SHORT TASK -> Edit the entries below so that each "Expected output format" becomes "Required output format", and change nothing else.

-*-*-

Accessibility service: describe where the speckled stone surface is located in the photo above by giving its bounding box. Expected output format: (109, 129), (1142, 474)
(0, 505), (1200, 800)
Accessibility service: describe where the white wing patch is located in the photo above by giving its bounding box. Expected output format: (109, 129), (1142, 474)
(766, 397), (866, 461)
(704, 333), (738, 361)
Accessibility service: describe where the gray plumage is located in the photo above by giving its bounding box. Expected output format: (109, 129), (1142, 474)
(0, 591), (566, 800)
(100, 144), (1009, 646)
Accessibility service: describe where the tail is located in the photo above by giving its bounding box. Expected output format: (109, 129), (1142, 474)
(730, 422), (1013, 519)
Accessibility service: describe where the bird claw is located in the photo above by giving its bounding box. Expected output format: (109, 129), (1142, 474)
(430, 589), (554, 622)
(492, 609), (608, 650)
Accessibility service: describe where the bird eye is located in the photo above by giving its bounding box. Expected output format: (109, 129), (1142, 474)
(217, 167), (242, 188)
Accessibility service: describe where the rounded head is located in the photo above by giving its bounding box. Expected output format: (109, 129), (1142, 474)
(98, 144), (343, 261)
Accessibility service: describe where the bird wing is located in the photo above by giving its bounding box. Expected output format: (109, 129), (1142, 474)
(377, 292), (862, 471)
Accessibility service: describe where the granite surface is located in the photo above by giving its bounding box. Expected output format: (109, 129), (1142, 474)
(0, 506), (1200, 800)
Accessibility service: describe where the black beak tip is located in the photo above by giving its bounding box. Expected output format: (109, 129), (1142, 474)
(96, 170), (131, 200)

-*-*-

OUTPUT FOR THIS EXERCISE ->
Accessibility service: describe where the speckled stone surface is located in the photo above by giving its bounding box. Required output format: (109, 129), (1142, 474)
(0, 505), (1200, 800)
Accessibility service: describe where the white wing patch is located in the photo above by giving its bounding box. Required output format: (109, 129), (1142, 474)
(766, 397), (866, 461)
(704, 333), (738, 361)
Accessibility service: describe where the gray plumage is located in the photo above by giving its bounding box. Required output format: (109, 129), (1142, 474)
(0, 591), (566, 800)
(100, 144), (1009, 646)
Accessibility service: describe where the tail is located in the photo above by giving its bounding box. Required output format: (109, 129), (1142, 474)
(730, 422), (1013, 519)
Accessibility service: describe where the bird claw is located in the photo above by giving its bounding box. Required output format: (109, 129), (1142, 474)
(430, 589), (554, 622)
(492, 609), (608, 650)
Accessibility service: describe where the bird eye is located in the photo above by giving its bounding box. Required output format: (109, 129), (1142, 474)
(217, 167), (242, 188)
Accessibility service: describe where the rounded head is located in the photo above by giving its bounding box. Required output format: (109, 129), (1142, 474)
(98, 144), (343, 261)
Accessibility service: describe where the bird wing is located in the photo above by giving its bounding box. Required output format: (109, 129), (1142, 474)
(377, 292), (862, 471)
Accessibility service: describe where the granite surface is located in the photo above by giving its bounding box. Required output format: (109, 129), (1142, 474)
(0, 506), (1200, 800)
Accessibility service: describe where the black beak tip is located in the photo above by giving its bounding box. Required output format: (109, 129), (1142, 474)
(96, 170), (131, 200)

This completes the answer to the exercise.